### RECORD SET

◆ ◆ ◆ ◆ ◆

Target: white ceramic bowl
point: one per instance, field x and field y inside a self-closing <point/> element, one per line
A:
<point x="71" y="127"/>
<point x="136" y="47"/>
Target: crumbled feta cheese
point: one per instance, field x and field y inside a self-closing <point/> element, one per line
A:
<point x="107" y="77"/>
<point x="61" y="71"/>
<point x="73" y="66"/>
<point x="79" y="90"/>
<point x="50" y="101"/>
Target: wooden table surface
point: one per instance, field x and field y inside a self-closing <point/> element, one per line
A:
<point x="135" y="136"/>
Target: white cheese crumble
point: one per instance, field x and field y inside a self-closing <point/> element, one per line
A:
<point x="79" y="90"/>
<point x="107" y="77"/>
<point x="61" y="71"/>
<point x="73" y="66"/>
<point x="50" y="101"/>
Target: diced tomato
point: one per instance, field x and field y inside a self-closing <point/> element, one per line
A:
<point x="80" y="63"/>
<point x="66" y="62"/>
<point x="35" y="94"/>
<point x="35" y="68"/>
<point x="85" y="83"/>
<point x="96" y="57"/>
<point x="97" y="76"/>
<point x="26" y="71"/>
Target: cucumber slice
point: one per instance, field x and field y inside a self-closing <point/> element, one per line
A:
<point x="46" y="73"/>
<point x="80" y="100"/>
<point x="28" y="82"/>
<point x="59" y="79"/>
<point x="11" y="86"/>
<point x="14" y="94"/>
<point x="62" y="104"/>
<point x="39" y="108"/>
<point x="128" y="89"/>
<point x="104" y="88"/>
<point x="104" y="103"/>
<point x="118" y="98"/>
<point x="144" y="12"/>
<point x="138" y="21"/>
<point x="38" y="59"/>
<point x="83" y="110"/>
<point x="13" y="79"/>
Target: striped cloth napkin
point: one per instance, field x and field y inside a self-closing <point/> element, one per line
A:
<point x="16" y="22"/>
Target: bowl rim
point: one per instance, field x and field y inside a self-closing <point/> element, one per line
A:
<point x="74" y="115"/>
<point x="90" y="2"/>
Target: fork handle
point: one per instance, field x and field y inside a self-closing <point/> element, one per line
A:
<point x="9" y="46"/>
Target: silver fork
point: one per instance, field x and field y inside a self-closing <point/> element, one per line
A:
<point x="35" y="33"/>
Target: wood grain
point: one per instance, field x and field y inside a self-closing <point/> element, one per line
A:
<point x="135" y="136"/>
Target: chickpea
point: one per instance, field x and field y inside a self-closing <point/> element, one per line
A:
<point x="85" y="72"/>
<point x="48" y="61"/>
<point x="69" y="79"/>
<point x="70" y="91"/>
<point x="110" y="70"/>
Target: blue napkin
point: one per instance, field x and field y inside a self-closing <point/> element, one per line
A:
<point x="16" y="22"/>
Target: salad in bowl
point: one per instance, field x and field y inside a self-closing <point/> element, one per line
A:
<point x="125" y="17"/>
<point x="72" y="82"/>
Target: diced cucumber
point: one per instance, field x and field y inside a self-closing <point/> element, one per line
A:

◆ ◆ ◆ ◆ ◆

### TASK DIRECTIONS
Print back all the lines verbatim.

### SOLUTION FOR THIS PROBLEM
Target: white ceramic bowl
point: one per instance, field x and field y inside a self-closing <point/> element, one per line
A:
<point x="71" y="127"/>
<point x="136" y="47"/>
Target: crumbled feta cheese
point: one per instance, field x and field y inside a self-closing <point/> element, one per line
A:
<point x="107" y="77"/>
<point x="61" y="71"/>
<point x="73" y="66"/>
<point x="79" y="90"/>
<point x="50" y="101"/>
Target: wooden table surface
point: one per instance, field x and field y inside a self-closing <point/> element, one per line
A:
<point x="135" y="136"/>
Target: white cheese crumble
point: one per instance, field x and field y inside a self-closing <point/> element, one per line
A:
<point x="79" y="90"/>
<point x="107" y="77"/>
<point x="61" y="71"/>
<point x="73" y="66"/>
<point x="50" y="101"/>
Target: diced tomato
point: one per instance, field x and field y inside a self-closing <point/> element, one per line
A:
<point x="80" y="63"/>
<point x="66" y="62"/>
<point x="35" y="94"/>
<point x="35" y="68"/>
<point x="85" y="83"/>
<point x="96" y="57"/>
<point x="97" y="76"/>
<point x="26" y="71"/>
Target: cucumber slice
point: one per instance, field x and field y inside a self-closing <point/> element, one per line
A:
<point x="46" y="73"/>
<point x="80" y="100"/>
<point x="28" y="82"/>
<point x="59" y="79"/>
<point x="11" y="86"/>
<point x="14" y="94"/>
<point x="62" y="104"/>
<point x="39" y="108"/>
<point x="128" y="89"/>
<point x="104" y="88"/>
<point x="104" y="103"/>
<point x="118" y="98"/>
<point x="144" y="12"/>
<point x="138" y="21"/>
<point x="38" y="59"/>
<point x="83" y="110"/>
<point x="13" y="79"/>
Target: striped cloth napkin
point: one per instance, field x and field y inside a self-closing <point/> element, one per line
A:
<point x="16" y="22"/>
Target: bowl rim
point: one per instance, field x and field y inside a self-closing <point/> element, one per line
A:
<point x="74" y="115"/>
<point x="90" y="2"/>
Target: fork handle
point: one per instance, field x and field y inside a self-closing <point/> element, one per line
A:
<point x="9" y="46"/>
Target: silver fork
point: one per instance, field x and field y inside a self-closing <point/> element, one per line
A:
<point x="35" y="33"/>
Target: wood grain
point: one per instance, field x and field y inside a self-closing <point/> element, one per line
A:
<point x="135" y="136"/>
Target: chickpea
point: one per instance, field x and field y inside a self-closing <point/> element, one per line
A:
<point x="85" y="72"/>
<point x="48" y="61"/>
<point x="69" y="79"/>
<point x="70" y="91"/>
<point x="110" y="70"/>
Target: blue napkin
point: one per instance, field x and field y inside a self-closing <point/> element, one per line
A:
<point x="16" y="22"/>
Target: salad in bowl
point: one per instance, field x and field y inside a self-closing <point/> element, one per line
A:
<point x="125" y="17"/>
<point x="72" y="82"/>
Target: diced cucumber
point: one per instance, field x and field y inside a self-closing <point/> element, one per line
A:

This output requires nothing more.